■ **PROVIDED RECORDS**:
BEGIN
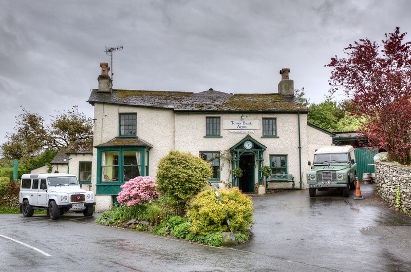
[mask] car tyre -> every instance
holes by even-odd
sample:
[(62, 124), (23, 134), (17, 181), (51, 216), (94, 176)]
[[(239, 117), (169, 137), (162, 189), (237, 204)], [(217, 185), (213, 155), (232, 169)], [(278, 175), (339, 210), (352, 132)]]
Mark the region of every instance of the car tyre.
[(310, 197), (313, 198), (315, 196), (315, 188), (309, 188), (308, 190), (310, 192)]
[(55, 201), (50, 201), (48, 207), (50, 219), (55, 220), (60, 218), (60, 209), (57, 207)]
[(91, 216), (93, 215), (93, 205), (90, 205), (86, 206), (86, 209), (83, 211), (83, 214), (84, 216)]
[(22, 205), (23, 206), (22, 207), (22, 211), (23, 216), (30, 217), (34, 213), (34, 210), (33, 209), (33, 207), (30, 205), (29, 201), (27, 199), (24, 200)]
[[(348, 184), (347, 184), (348, 185)], [(350, 196), (350, 191), (348, 186), (343, 187), (343, 197), (348, 198)]]

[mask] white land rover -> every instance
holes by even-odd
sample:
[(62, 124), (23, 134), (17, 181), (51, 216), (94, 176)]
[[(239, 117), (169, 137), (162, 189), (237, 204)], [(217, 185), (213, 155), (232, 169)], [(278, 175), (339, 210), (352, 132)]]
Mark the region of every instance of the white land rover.
[(58, 219), (68, 211), (93, 215), (94, 195), (81, 189), (74, 175), (24, 174), (21, 181), (19, 201), (24, 216), (32, 216), (35, 209), (47, 210), (51, 219)]

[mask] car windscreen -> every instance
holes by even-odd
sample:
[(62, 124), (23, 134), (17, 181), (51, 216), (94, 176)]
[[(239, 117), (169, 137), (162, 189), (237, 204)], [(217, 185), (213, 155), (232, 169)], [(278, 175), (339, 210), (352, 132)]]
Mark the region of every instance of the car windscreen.
[(347, 153), (316, 154), (314, 155), (314, 163), (345, 163), (348, 161)]
[(49, 177), (47, 183), (50, 186), (70, 185), (77, 184), (77, 178), (76, 177)]

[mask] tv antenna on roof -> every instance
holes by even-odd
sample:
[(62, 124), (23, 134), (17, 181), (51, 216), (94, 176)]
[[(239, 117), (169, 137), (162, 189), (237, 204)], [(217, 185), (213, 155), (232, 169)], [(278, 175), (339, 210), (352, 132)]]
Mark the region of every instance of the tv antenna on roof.
[(106, 52), (109, 56), (111, 56), (111, 80), (113, 80), (113, 75), (114, 74), (114, 73), (113, 72), (113, 52), (115, 51), (118, 51), (123, 50), (123, 46), (120, 45), (120, 46), (117, 46), (117, 47), (110, 47), (108, 48), (106, 46), (106, 51), (104, 52)]

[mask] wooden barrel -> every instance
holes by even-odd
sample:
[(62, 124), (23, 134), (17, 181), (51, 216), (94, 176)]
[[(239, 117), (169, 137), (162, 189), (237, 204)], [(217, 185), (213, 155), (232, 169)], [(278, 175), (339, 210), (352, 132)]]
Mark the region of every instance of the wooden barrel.
[(369, 173), (364, 173), (363, 174), (363, 181), (364, 184), (371, 183), (371, 174)]

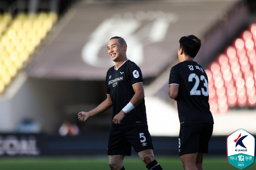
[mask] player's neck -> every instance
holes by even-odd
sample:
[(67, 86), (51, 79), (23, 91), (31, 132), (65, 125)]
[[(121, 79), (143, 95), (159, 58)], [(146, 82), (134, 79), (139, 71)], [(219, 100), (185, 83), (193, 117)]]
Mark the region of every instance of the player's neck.
[(193, 61), (194, 58), (189, 55), (184, 55), (181, 59), (181, 62), (184, 61)]
[(124, 63), (124, 62), (127, 60), (127, 59), (126, 59), (126, 60), (123, 61), (117, 61), (116, 62), (116, 66), (115, 67), (115, 69), (116, 70), (117, 70), (120, 67), (121, 67), (122, 65)]

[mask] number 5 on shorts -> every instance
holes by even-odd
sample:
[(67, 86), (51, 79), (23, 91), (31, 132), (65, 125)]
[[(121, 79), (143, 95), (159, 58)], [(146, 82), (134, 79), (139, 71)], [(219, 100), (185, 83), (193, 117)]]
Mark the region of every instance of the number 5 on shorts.
[[(141, 138), (143, 138), (141, 140)], [(144, 133), (140, 133), (140, 142), (144, 142), (146, 141), (146, 137), (144, 136)]]

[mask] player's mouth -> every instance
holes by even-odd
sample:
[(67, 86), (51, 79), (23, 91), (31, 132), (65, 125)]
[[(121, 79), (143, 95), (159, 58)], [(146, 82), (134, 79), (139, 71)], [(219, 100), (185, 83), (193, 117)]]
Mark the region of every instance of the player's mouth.
[(116, 53), (113, 53), (113, 54), (111, 54), (111, 57), (112, 57), (112, 58), (116, 56)]

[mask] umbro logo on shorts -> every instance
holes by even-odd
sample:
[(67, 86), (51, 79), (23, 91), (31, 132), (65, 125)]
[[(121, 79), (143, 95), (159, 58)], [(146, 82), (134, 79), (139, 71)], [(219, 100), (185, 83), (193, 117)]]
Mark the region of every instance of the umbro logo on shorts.
[(141, 144), (142, 145), (142, 146), (145, 146), (147, 145), (147, 143), (146, 142), (144, 142), (142, 144)]

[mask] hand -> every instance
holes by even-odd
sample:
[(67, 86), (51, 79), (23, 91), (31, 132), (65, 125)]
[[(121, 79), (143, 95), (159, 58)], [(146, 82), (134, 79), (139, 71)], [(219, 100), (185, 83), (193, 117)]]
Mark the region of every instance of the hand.
[(84, 122), (88, 120), (90, 117), (87, 112), (85, 111), (81, 111), (77, 114), (78, 116), (78, 120), (81, 122)]
[(123, 111), (121, 110), (118, 114), (114, 117), (112, 121), (115, 124), (119, 124), (125, 115), (125, 113)]

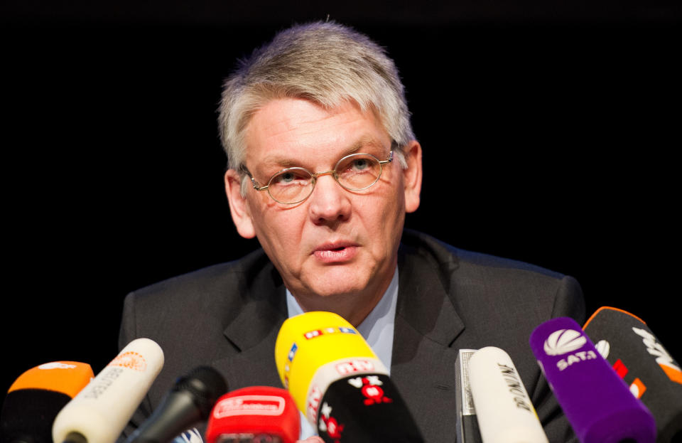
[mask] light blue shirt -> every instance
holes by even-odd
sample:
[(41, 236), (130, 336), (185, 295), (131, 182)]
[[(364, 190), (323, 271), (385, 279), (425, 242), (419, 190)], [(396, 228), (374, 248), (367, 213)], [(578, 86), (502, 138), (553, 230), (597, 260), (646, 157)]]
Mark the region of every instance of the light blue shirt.
[[(389, 288), (384, 293), (374, 309), (372, 310), (357, 331), (364, 338), (379, 359), (389, 372), (391, 371), (391, 357), (393, 352), (393, 331), (396, 321), (396, 305), (398, 302), (398, 267), (393, 274)], [(303, 310), (293, 295), (286, 290), (286, 308), (289, 317), (303, 314)], [(308, 422), (301, 412), (301, 439), (317, 435), (315, 428)]]

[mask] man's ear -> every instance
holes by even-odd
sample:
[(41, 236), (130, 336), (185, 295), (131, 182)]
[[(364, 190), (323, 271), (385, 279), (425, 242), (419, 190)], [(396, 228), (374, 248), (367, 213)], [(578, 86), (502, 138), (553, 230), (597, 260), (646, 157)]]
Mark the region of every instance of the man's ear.
[(225, 173), (225, 193), (227, 194), (229, 213), (237, 232), (244, 238), (253, 238), (256, 236), (256, 230), (251, 210), (246, 198), (242, 196), (242, 178), (234, 169), (228, 169)]
[(405, 185), (405, 211), (413, 213), (419, 207), (421, 192), (421, 145), (412, 140), (403, 149), (407, 169), (403, 169)]

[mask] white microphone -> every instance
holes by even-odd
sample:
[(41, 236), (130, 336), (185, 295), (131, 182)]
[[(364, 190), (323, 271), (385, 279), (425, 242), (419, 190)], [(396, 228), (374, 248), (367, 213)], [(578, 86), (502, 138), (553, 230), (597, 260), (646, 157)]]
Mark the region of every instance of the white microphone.
[(469, 378), (483, 443), (548, 443), (509, 354), (479, 349), (469, 361)]
[(113, 443), (163, 366), (149, 338), (133, 340), (73, 400), (52, 427), (55, 443)]

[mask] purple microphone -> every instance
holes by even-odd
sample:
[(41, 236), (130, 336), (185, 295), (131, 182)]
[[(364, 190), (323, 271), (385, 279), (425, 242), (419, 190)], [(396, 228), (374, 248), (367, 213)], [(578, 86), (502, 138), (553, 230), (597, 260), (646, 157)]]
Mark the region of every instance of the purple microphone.
[(582, 443), (656, 441), (656, 422), (575, 320), (553, 319), (533, 331), (531, 348)]

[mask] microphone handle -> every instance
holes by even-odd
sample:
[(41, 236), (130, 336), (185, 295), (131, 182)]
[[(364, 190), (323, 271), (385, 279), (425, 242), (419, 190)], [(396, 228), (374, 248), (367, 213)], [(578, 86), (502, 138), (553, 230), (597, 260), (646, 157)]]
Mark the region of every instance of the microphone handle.
[[(178, 422), (178, 417), (186, 420)], [(144, 424), (130, 434), (126, 443), (168, 443), (201, 420), (201, 413), (192, 395), (185, 391), (171, 392)]]

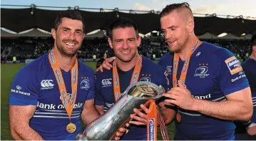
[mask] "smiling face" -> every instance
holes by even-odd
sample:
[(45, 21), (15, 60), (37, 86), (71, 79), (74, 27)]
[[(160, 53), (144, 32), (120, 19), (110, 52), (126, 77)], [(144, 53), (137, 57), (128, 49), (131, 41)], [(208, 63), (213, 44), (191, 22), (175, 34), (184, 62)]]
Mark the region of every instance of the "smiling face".
[(127, 63), (134, 59), (137, 47), (140, 44), (140, 37), (138, 37), (133, 27), (117, 28), (112, 31), (112, 40), (108, 43), (113, 49), (117, 59)]
[(51, 33), (55, 40), (54, 47), (58, 48), (61, 54), (66, 56), (76, 54), (85, 36), (83, 23), (68, 18), (62, 18), (57, 30), (53, 28)]

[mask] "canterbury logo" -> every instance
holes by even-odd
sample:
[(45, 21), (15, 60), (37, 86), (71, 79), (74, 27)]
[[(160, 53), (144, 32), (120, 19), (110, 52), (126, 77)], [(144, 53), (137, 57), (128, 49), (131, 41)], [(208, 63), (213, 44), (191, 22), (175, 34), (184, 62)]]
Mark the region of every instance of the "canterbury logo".
[(111, 78), (103, 79), (101, 80), (101, 83), (103, 86), (111, 86), (112, 84), (111, 80), (112, 80)]
[(43, 80), (41, 81), (41, 86), (43, 88), (53, 87), (54, 84), (51, 83), (53, 81), (52, 80)]

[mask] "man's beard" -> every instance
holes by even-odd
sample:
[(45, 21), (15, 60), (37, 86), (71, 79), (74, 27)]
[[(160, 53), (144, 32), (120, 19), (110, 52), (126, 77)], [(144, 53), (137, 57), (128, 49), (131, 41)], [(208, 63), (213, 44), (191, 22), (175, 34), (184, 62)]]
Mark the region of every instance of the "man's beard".
[[(77, 43), (77, 42), (76, 42)], [(76, 55), (76, 53), (78, 51), (79, 48), (74, 48), (73, 49), (67, 49), (65, 48), (62, 45), (61, 43), (58, 43), (58, 42), (56, 42), (56, 46), (58, 50), (58, 51), (60, 52), (60, 53), (62, 56), (66, 56), (66, 57), (73, 57), (74, 56)]]

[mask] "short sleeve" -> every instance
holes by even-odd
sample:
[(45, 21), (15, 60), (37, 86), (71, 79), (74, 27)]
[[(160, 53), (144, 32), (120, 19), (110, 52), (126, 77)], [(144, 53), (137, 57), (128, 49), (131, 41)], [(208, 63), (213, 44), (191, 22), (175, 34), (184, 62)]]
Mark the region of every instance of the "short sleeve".
[(226, 49), (220, 52), (220, 85), (225, 95), (249, 87), (240, 61)]
[(95, 95), (95, 105), (104, 105), (104, 98), (101, 93), (101, 79), (99, 73), (96, 74), (96, 95)]
[(25, 66), (15, 76), (10, 93), (12, 105), (37, 105), (39, 95), (36, 74)]

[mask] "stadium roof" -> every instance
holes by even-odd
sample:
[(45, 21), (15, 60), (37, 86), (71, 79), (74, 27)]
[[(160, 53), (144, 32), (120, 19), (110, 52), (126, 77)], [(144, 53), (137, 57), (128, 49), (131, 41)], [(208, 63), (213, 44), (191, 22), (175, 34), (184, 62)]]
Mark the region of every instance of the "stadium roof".
[[(1, 9), (1, 26), (19, 33), (29, 28), (41, 28), (51, 32), (55, 19), (63, 11), (40, 9)], [(111, 23), (118, 16), (133, 19), (138, 25), (139, 32), (145, 34), (152, 31), (159, 31), (160, 17), (155, 13), (129, 14), (118, 11), (110, 12), (94, 12), (79, 10), (85, 20), (86, 33), (96, 29), (108, 31)], [(224, 19), (216, 16), (195, 17), (195, 32), (196, 35), (210, 33), (219, 35), (230, 33), (236, 36), (242, 33), (256, 31), (256, 20), (244, 19)]]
END
■ **EXERCISE REQUIREMENTS**: Give back, unchanged, the rows starting with the line that contains "[mask] light blue shirt -> every instance" and continuing through the line that contains "Mark the region of every instance of the light", including both of those lines.

■ **COMPLETED TASK**:
[mask] light blue shirt -> every instance
holes by even-odd
sample:
[(41, 236), (130, 336), (185, 295), (131, 182)]
[[(364, 190), (323, 271), (385, 279), (425, 242), (419, 190)], [(396, 228), (374, 248), (367, 213)], [(578, 86), (502, 138), (553, 230), (597, 260), (646, 157)]]
Mark the region of every instance of the light blue shirt.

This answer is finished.